**** EXCERPT TO READ

Hinton ~1983 thought Boltzmann Machines > backprop, but debugged himself out of the infatuation Boltzmann Machines failed to learn, so he printed out weights, 8 cm thick, and inspected them for weeks it's the dreaded local minimum so 1 yr later, in desperation, he tried backprop
In the 1980s it was standard to print out *all* the weights and interpret them. They would use white squares for positive weights and black squares for negative weights. The sizes represent weight size. So you could point and say "This dark wave represents concept X..."
in CNN, it was standard to do something similar: print all the neural activations (not the weights) on various representative datapoints LeCun's LeNet-5 page has a lot of those.
"Take a look at this." "What?" "Look! Pixel37-48 at conv3-8 is doing that weird blinking thing again when I shift MNIST-23183." "Damn, I knew that 1.72 is too good to be true. Reset it to 1.7159!"

********
**** SUPPLIED DATA

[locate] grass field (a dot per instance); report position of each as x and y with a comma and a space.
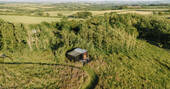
67, 13
27, 19
38, 76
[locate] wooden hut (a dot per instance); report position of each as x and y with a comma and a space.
78, 54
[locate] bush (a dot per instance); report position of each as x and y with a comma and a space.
82, 15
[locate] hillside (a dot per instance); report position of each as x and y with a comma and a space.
127, 51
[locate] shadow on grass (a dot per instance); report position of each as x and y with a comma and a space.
31, 63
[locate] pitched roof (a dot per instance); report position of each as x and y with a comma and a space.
77, 52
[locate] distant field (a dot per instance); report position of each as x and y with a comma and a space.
67, 13
27, 19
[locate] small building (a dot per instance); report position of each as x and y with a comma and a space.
78, 54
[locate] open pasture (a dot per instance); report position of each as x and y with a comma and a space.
27, 19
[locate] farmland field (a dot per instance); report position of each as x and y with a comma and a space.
27, 19
128, 45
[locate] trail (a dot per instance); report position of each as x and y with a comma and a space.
93, 78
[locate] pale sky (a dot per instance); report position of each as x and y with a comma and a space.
75, 0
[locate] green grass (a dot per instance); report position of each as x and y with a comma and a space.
147, 69
27, 19
37, 75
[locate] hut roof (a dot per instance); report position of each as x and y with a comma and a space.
77, 52
80, 50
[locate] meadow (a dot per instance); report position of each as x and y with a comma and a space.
129, 48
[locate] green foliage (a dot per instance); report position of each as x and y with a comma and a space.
82, 15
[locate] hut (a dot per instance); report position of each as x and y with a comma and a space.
77, 54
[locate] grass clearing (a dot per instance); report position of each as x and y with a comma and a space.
40, 76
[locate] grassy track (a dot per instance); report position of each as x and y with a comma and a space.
40, 75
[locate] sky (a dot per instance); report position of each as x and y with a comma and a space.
74, 0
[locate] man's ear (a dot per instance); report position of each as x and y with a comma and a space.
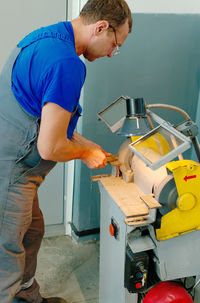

********

== TO BE DONE ==
1/ In the thread about printing neural network weights, how thick was the printout of weights that Hinton inspected?
2/ Reproduce the part of the thread about printing neural network weights between "Hinton ~1983 thought" and "lot of those.", inclusive.

== ANSWERS FOR THE TASKS ==
1/ 8 cm thick.

2/
Hinton ~1983 thought Boltzmann Machines > backprop, but debugged himself out of the infatuation Boltzmann Machines failed to learn, so he printed out weights, 8 cm thick, and inspected them for weeks it's the dreaded local minimum so 1 yr later, in desperation, he tried backprop
In the 1980s it was standard to print out *all* the weights and interpret them. They would use white squares for positive weights and black squares for negative weights. The sizes represent weight size. So you could point and say "This dark wave represents concept X..."
in CNN, it was standard to do something similar: print all the neural activations (not the weights) on various representative datapoints LeCun's LeNet-5 page has a lot of those.